# [READING TEXT]
#####
Cyclosporin A inhibits hepatitis B and hepatitis D virus entry by cyclophilin-independent interference with the NTCP receptor

doi:10.1016/j.jhep.2013.11.022

Journal of Hepatology

Volume 60, Issue 4, April 2014, Pages 723-731

https://doi.org/10.1016/j.jhep.2013.11.022 Get rights and content

Background & Aims

Chronic hepatitis B and hepatitis D are global health problems caused by the human hepatitis B and hepatitis D virus. The myristoylated preS1 domain of the large envelope protein mediates specific binding to hepatocytes by sodium taurocholate co-transporting polypeptide (NTCP). NTCP is a bile salt transporter known to be inhibited by cyclosporin A. This study aimed to characterize the effect of cyclosporin A on HBV/HDV infection.

Methods

HepaRG cells, primary human hepatocytes, and susceptible NTCP-expressing hepatoma cell lines were applied for infection experiments. The mode of action of cyclosporin A was studied by comparing the effect of different inhibitors, cyclophilin A/B/C-silenced cell lines as well as NTCP variants and mutants. Bile salt transporter and HBV receptor functions were investigated by taurocholate uptake and quantification of HBVpreS binding.

Results

Cyclosporin A inhibited hepatitis B and D virus infections during and – less pronounced – prior to virus inoculation. Binding of HBVpreS to NTCP was blocked by cyclosporin A concentrations at 8 μM. An NTCP variant deficient in HBVpreS binding but competent for bile salt transport showed resistance to cyclosporin A. Silencing of cyclophilins A/B/C did not abrogate transporter and receptor inhibition. In contrast, tacrolimus, a cyclophilin-independent calcineurin inhibitor, was inactive.

Conclusions

HBV and HDV entry via sodium taurocholate co-transporting polypeptide is inhibited by cyclosporin A. The interaction between the drug and the viral receptor is direct and overlaps with a functional binding site of the preS1 domain, which mediates viral entry.

Introduction

Hepatitis B is one of the major global infectious diseases, initiated by the human hepatitis B virus (HBV). It causes acute and chronic infection of the liver, giving rise to cirrhosis and hepatocellular carcinoma. Current treatment options for chronic HBV infections (interferon-alpha, nucleoside/nucleotide analogues) rarely result in clearance of the virus. Despite the availability of vaccines, the prevalence of hepatitis B surface antigen (HBsAg) carriers is only slowly dropping, particularly in developing countries [1].
#####
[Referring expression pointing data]
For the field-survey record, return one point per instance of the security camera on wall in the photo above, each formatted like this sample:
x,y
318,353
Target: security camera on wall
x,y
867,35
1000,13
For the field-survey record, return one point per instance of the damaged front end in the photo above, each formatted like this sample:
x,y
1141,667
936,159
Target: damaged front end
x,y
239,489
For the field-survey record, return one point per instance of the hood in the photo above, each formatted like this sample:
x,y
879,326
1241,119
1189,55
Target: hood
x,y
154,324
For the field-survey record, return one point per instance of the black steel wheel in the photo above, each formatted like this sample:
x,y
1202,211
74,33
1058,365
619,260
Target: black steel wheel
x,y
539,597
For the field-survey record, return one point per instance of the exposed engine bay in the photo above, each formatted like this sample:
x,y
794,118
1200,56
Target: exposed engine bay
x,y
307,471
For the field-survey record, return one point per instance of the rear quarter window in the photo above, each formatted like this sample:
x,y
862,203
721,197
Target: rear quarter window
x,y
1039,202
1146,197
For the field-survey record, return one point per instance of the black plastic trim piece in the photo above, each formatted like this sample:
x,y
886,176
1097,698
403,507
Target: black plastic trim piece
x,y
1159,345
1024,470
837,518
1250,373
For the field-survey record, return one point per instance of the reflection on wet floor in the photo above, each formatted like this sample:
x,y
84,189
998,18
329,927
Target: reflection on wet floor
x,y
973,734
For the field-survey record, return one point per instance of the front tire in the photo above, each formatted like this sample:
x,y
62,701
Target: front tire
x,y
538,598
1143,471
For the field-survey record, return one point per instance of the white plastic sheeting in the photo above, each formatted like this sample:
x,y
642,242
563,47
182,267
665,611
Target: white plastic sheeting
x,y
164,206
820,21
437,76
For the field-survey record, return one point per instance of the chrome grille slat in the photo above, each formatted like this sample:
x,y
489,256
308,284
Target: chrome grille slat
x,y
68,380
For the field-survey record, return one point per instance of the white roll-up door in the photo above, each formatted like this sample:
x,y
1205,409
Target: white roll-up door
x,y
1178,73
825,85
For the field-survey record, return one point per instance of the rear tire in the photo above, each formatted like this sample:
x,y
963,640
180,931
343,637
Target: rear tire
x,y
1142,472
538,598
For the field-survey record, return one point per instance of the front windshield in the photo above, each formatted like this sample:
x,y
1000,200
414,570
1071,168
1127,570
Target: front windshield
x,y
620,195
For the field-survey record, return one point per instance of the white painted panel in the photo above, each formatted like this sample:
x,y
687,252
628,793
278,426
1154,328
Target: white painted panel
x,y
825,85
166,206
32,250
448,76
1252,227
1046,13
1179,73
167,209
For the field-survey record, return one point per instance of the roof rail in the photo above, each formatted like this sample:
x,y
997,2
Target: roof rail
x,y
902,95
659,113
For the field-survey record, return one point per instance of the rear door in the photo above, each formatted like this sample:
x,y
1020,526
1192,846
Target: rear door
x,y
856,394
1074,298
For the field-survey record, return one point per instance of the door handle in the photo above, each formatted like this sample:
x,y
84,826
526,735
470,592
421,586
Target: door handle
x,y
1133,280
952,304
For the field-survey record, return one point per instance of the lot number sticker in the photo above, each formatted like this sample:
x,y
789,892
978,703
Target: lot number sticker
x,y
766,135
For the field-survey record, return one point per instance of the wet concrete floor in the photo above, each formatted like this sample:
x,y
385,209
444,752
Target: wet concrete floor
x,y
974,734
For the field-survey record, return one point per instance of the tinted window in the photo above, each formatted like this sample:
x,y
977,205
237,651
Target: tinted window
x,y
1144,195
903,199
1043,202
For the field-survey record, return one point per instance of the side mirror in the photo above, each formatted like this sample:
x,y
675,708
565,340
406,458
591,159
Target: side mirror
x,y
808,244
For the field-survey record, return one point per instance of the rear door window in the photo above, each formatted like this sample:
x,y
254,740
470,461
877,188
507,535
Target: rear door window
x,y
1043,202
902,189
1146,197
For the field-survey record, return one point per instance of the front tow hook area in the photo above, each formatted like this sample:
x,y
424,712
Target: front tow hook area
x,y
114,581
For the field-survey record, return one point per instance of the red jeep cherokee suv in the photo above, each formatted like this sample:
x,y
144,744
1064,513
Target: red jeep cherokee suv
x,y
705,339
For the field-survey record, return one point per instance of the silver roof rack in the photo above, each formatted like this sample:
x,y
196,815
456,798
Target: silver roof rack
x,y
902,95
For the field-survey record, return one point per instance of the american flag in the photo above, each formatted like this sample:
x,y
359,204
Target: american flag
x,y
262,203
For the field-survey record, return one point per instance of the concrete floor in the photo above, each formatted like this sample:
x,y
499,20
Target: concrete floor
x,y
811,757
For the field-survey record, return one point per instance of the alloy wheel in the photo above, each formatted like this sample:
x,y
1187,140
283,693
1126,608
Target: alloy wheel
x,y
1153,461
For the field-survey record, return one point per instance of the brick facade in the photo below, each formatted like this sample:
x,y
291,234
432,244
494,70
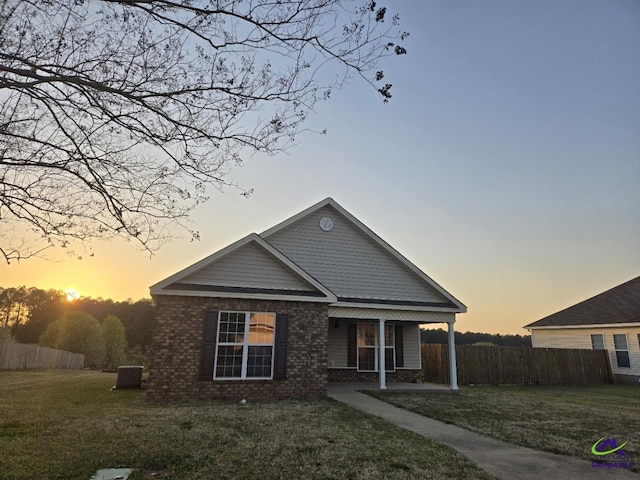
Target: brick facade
x,y
177,350
353,376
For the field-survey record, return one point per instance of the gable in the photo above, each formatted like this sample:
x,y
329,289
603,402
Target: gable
x,y
248,268
352,264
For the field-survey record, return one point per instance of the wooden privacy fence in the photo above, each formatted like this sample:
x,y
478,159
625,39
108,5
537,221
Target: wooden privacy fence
x,y
517,365
16,356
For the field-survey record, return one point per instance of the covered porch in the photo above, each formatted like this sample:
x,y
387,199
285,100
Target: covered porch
x,y
356,354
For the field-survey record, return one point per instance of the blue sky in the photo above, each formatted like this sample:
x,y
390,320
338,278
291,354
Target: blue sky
x,y
506,165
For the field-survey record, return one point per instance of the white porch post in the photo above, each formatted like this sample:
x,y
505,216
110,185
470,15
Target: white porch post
x,y
381,352
452,358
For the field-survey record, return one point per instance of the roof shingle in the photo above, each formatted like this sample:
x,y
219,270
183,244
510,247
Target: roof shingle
x,y
620,304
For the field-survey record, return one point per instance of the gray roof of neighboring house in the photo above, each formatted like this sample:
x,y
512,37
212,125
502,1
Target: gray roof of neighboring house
x,y
620,304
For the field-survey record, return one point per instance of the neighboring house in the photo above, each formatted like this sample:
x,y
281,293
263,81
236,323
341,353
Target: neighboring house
x,y
610,321
282,313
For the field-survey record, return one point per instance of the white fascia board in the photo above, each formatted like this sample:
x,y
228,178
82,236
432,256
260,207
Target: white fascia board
x,y
371,234
248,296
421,317
160,287
382,306
589,326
#####
# [PROBLEM DESCRIPTION]
Using the cyclosporin A text, answer the following:
1. At what concentration did cyclosporin A block HBVpreS binding to NTCP?
2. Which cyclophilin-independent calcineurin inhibitor was inactive?
3. Which current treatment options for chronic HBV infections does the introduction list?

# [TASK RESPONSE]
1. 8 μM
2. Tacrolimus
3. Interferon-alpha and nucleoside/nucleotide analogues